Your task =>
The answer must be every entry below, word for word, with the pictures left out.
[[ Records for this exercise open ]]
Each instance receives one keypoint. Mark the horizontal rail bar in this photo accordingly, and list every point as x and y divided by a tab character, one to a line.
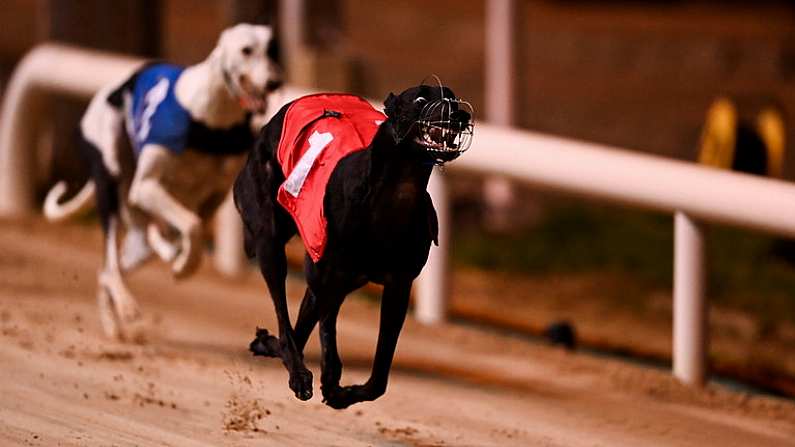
646	181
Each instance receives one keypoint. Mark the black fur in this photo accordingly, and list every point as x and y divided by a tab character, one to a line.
381	222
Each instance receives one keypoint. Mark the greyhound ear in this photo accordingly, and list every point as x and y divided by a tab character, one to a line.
390	105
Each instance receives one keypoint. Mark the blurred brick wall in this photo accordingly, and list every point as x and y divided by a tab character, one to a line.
634	74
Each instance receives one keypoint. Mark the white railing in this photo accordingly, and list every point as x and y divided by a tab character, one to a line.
692	193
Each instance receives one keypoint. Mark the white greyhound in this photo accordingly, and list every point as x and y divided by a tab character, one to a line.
164	147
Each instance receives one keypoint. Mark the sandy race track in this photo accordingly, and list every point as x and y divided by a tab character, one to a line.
193	383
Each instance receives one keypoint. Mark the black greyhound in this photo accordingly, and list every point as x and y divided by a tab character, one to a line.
381	222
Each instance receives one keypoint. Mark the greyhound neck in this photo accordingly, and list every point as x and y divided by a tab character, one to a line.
202	91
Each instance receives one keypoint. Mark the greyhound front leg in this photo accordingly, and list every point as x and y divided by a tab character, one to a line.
394	305
267	345
118	309
273	265
148	194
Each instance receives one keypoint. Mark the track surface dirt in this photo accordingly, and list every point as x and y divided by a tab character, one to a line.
193	383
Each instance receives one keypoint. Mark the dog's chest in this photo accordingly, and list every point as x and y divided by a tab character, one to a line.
196	176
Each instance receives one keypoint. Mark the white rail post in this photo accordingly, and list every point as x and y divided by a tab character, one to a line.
500	92
690	306
430	306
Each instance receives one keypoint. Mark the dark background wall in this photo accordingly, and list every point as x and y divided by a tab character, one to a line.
634	74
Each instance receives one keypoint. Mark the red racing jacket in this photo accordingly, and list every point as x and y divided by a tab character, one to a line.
318	131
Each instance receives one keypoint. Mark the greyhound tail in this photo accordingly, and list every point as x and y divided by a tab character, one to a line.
55	211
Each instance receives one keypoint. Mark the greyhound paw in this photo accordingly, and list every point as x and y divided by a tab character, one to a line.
339	398
301	384
190	255
265	344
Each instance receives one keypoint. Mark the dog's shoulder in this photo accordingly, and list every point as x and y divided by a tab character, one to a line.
116	97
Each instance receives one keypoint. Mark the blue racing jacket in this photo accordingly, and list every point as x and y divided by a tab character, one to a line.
155	116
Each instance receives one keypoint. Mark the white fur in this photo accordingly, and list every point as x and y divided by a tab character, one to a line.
168	188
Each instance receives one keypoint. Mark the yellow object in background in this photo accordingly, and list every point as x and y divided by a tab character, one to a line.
719	135
770	125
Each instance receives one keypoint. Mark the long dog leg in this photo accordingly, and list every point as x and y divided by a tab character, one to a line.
268	346
273	265
118	309
394	304
149	195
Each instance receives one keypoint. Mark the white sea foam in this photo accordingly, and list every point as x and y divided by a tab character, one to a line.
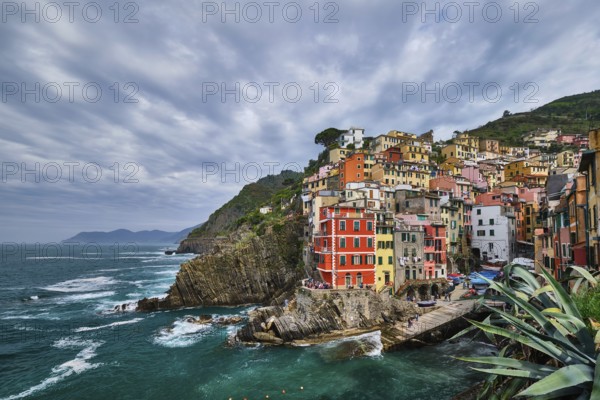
[[ Records for this exercise closed ]]
Written solution =>
Each instance receives one keypoint. Mark the horizontal rail bar in this photo accordingly, and list every point as x and y divided by a tab character, one to a line.
646	181
Each instance receives one keypoint. Mark the black fur in this photo accordingly, and list every point as x and y divided by a tab character, one to a line.
381	222
Each instance receives one keypoint. Mark the greyhound ear in this photo accordingly, and list every point as x and y divided by a tab character, one to a line.
390	105
Each instance receives one keypoint. Mark the blurred brick wall in this photo accordingly, and list every point as x and y divided by a tab character, one to a line.
634	74
Each instance receives one keypoint. Mark the white railing in this photo accordingly, and list every point as x and y divided by a tab character, one to a line.
692	193
Each instance receives one keypoint. Mark the white greyhound in this photo accordingly, and list every point as x and y divided by a tab character, one to a line.
164	147
Each instance receives one keypoint. Mark the sandy race track in this photo accordingly, and list every point as x and y divided by a tab character, one to a line.
193	383
Each instance receives one keypoint. Mark the black greyhound in this photo accordingly, and list every point as x and y divided by a tab character, one to a line.
381	222
Each instance receives one keypoint. Mark the greyhound neck in this photo accordingly, and list every point as x and y divided by a tab character, one to a line.
202	91
Each instance receives one keypoint. Mark the greyhound front leg in this photo accordingly, and list every point as x and y divided by a tab character, one to a line.
394	305
267	345
118	309
273	265
148	194
Each instance receives one keypoint. Mark the track surface dirt in this photo accordingly, and list every point as x and y divided by a tab character, one to a line.
193	383
Each instance receives one keypoint. Mark the dog's chest in this photo accordingly, and list every point as x and y divided by a tab character, one to a line.
196	176
Each instance receives one keypoint. Mark the white rail post in this photo accordingly, and list every point as x and y divided by a tab character, one to a line.
500	92
690	306
430	306
Each instance receives one keypoint. Mark the dark background wall in this photo accordingly, and list every point as x and y divided by a tab character, one to a line.
634	74
Each instance receives one keypoint. Mark the red racing jacket in this photo accordingly, and list every point as x and y divided by a tab character, one to a line.
318	131
Each instance receives one keypoint. Mark the greyhound tail in this photo accordingly, and list every point as x and y divided by a tab character, one to a line.
55	211
Each instance receives one keypoint. Mark the greyhound paw in this photo accordingly, and list every point as x and y divided by a tab character, one to a line.
339	398
301	384
190	255
265	344
Each instance receives one keypoint. Mark the dog's shoulder in this photo accordingly, and list every point as x and y divided by a tab character, one to a line.
116	97
Each instance receives one keypoint. Mark the blue racing jacket in this photo accordingly, and list every point as x and y divided by a tab character, one to a line.
155	116
Each instance receives one keypoint. Mark the white fur in this photo accordingly, and list every point as x and y divided by a tab character, one to a line.
168	188
Each instance receives one keypoint. Mark the yellow object in background in this photo accordingly, and list every point as x and y divided by a tab character, one to a line.
719	135
770	125
Each instance receives one keypoint. Mark the long dog leg in this photo accordingly, and list every point as x and y divided by a tab character, one to a line.
268	346
273	265
118	309
394	304
149	195
Each instance receives one keypoint. Mark the white sea foam in this photo accordingly, and list every point as x and y divided by a tab character, one to a line.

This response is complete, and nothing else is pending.